>> START DATA EXCERPTS

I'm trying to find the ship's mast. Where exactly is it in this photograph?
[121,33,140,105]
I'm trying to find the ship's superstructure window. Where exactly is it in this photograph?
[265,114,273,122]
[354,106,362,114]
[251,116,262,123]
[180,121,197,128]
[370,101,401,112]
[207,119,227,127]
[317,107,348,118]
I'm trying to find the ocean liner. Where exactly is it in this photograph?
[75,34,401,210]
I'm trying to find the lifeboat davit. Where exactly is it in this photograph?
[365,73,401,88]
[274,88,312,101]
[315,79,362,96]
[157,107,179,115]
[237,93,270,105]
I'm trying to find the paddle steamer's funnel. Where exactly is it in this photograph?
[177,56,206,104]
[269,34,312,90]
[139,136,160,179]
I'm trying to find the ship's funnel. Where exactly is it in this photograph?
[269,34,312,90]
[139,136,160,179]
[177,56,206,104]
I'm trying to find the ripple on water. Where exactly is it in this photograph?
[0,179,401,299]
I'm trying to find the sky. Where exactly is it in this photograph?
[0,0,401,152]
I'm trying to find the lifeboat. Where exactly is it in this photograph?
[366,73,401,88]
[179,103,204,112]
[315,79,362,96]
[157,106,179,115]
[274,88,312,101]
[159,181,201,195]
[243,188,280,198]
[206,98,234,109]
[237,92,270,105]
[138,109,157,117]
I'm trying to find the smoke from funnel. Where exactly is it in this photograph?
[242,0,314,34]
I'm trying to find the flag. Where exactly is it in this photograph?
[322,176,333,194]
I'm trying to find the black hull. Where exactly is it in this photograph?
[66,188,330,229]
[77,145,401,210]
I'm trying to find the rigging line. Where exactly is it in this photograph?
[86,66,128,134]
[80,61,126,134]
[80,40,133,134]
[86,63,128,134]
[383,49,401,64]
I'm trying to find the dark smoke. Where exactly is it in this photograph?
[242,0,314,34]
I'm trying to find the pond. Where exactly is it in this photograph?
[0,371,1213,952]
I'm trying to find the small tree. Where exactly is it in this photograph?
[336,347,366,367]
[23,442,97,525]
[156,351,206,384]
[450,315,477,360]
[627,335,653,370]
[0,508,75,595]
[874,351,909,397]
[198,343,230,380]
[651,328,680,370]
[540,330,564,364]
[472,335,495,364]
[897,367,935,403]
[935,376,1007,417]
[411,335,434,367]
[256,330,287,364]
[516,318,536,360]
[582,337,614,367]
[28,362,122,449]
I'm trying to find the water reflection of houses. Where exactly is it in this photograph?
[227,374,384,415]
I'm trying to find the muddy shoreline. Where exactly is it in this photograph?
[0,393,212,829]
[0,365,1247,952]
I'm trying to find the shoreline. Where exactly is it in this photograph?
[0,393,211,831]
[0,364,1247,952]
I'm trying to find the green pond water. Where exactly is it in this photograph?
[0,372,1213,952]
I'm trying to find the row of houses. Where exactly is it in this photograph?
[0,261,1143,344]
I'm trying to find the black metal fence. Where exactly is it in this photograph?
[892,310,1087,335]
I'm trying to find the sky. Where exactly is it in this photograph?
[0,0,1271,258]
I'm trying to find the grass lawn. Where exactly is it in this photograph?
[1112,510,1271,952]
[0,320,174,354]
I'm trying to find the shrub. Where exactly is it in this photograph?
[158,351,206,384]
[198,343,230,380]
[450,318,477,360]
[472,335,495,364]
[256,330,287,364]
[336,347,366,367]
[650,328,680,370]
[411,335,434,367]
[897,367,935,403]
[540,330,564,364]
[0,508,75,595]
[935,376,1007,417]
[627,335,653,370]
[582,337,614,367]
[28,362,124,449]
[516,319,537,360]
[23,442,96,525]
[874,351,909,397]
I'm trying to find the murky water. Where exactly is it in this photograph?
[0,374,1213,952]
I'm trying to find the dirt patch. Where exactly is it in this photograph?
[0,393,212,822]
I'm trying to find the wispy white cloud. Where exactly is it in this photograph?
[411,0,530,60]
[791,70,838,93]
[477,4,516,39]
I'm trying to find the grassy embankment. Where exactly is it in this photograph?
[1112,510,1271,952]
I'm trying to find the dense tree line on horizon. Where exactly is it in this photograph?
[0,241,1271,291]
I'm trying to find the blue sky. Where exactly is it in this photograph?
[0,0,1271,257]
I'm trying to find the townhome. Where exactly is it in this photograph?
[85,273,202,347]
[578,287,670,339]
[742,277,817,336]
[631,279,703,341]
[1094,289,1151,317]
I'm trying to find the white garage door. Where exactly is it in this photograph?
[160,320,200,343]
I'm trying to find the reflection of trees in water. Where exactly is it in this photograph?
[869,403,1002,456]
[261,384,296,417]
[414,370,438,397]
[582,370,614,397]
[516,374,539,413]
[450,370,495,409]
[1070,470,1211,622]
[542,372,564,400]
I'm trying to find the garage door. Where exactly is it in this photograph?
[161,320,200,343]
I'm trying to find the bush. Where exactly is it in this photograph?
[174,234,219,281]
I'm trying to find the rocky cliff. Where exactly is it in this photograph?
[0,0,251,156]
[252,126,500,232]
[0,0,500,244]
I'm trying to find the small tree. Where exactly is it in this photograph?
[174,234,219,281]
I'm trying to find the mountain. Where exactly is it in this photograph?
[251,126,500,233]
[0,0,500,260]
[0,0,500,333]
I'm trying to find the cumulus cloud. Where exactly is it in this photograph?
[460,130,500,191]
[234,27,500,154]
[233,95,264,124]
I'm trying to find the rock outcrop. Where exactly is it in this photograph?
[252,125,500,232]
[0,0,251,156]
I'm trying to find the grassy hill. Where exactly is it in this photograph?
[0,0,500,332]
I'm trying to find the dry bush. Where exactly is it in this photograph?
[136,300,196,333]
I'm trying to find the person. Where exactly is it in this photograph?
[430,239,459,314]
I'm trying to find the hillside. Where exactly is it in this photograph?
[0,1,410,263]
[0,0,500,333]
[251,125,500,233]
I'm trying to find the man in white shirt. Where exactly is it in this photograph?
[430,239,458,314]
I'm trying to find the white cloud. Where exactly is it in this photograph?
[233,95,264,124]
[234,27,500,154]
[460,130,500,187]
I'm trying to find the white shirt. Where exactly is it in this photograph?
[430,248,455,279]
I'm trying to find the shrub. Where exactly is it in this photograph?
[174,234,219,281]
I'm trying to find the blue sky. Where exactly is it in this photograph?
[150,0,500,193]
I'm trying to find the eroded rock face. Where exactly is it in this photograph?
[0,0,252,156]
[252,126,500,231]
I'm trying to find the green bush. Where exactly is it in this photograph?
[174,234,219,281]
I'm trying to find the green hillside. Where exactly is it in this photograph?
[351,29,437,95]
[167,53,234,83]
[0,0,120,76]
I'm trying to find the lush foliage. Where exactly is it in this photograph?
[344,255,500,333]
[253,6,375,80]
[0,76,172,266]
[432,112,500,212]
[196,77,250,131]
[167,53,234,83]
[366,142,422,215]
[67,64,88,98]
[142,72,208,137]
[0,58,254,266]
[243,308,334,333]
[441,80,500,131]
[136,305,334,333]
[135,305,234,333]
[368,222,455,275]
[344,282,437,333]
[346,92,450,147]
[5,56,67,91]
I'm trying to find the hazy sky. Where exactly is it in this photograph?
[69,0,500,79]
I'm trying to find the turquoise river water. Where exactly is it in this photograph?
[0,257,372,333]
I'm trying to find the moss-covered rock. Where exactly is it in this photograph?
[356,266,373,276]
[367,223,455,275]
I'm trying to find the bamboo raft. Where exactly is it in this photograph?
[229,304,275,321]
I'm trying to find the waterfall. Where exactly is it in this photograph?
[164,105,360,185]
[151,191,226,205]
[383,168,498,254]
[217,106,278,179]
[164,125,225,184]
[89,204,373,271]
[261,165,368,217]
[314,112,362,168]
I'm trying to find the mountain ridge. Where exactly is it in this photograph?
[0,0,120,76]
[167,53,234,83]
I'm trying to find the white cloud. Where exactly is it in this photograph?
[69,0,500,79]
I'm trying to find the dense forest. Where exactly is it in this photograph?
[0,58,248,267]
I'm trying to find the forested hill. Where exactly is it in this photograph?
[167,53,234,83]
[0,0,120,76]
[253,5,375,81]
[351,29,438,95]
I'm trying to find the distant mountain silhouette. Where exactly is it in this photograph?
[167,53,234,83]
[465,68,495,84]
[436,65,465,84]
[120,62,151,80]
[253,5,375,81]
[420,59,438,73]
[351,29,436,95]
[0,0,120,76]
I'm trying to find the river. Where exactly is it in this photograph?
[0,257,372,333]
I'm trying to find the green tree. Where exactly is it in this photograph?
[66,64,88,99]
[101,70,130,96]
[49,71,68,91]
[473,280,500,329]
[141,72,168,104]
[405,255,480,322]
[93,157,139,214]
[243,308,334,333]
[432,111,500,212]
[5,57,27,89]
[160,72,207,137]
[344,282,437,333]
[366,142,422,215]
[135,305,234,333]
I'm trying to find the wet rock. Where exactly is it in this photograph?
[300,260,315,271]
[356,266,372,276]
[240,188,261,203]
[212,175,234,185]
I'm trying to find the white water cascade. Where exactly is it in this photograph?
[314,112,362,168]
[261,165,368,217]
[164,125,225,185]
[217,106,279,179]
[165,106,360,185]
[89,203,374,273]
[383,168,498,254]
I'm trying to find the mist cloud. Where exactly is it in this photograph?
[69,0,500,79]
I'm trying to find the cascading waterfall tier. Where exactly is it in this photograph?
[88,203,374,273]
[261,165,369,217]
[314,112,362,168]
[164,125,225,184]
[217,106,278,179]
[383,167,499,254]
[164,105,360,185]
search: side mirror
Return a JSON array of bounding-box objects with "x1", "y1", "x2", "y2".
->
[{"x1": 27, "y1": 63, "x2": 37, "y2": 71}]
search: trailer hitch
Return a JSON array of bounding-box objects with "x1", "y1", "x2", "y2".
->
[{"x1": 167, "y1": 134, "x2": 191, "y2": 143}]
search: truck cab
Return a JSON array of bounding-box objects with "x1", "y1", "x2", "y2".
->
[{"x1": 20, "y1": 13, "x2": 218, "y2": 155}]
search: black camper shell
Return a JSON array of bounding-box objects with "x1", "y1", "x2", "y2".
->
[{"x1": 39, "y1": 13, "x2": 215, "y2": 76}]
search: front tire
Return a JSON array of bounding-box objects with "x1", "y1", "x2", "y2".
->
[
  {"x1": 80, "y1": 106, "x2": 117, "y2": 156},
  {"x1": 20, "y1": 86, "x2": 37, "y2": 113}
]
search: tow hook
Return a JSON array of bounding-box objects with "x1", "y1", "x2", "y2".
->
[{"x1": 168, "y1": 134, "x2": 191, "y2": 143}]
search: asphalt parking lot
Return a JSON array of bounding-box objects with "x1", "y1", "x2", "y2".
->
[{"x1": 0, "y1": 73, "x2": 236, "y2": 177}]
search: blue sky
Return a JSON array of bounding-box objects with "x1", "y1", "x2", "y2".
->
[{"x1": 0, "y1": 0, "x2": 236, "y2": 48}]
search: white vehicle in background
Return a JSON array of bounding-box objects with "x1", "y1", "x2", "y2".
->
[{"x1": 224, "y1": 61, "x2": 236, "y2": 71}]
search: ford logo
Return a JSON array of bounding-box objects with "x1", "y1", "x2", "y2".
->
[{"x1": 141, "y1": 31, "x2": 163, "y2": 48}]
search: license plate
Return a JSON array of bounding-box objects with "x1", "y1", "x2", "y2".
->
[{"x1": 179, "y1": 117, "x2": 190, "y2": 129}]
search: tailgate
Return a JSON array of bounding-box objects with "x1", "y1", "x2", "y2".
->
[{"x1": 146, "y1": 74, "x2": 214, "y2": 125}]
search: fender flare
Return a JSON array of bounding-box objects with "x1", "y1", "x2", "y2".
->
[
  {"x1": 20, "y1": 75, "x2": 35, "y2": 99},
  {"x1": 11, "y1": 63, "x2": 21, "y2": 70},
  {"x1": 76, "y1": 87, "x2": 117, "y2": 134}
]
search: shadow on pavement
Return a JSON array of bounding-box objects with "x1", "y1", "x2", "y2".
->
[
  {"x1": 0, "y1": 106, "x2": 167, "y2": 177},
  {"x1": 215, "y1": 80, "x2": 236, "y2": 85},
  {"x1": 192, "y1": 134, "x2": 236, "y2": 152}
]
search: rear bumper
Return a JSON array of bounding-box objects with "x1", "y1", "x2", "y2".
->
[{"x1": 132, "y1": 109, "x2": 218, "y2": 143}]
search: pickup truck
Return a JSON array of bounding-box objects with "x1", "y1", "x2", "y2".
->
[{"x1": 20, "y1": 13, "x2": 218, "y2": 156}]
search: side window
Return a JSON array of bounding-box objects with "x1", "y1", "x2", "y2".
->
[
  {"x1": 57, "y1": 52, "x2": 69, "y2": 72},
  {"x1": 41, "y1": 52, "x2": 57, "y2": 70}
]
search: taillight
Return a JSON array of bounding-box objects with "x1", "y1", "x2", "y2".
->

>> END DATA EXCERPTS

WRITTEN REQUEST.
Render the material from its first line through the line holding "[121,33,140,105]", inclusive, as a Markdown table with the columns Row and Line. Leave out any blank lines.

RESPONSE TO THE TASK.
| Row | Line |
|---|---|
| 1 | I'm trying to find the ship's mast. Where exactly is it in this photograph? |
| 2 | [121,33,140,105] |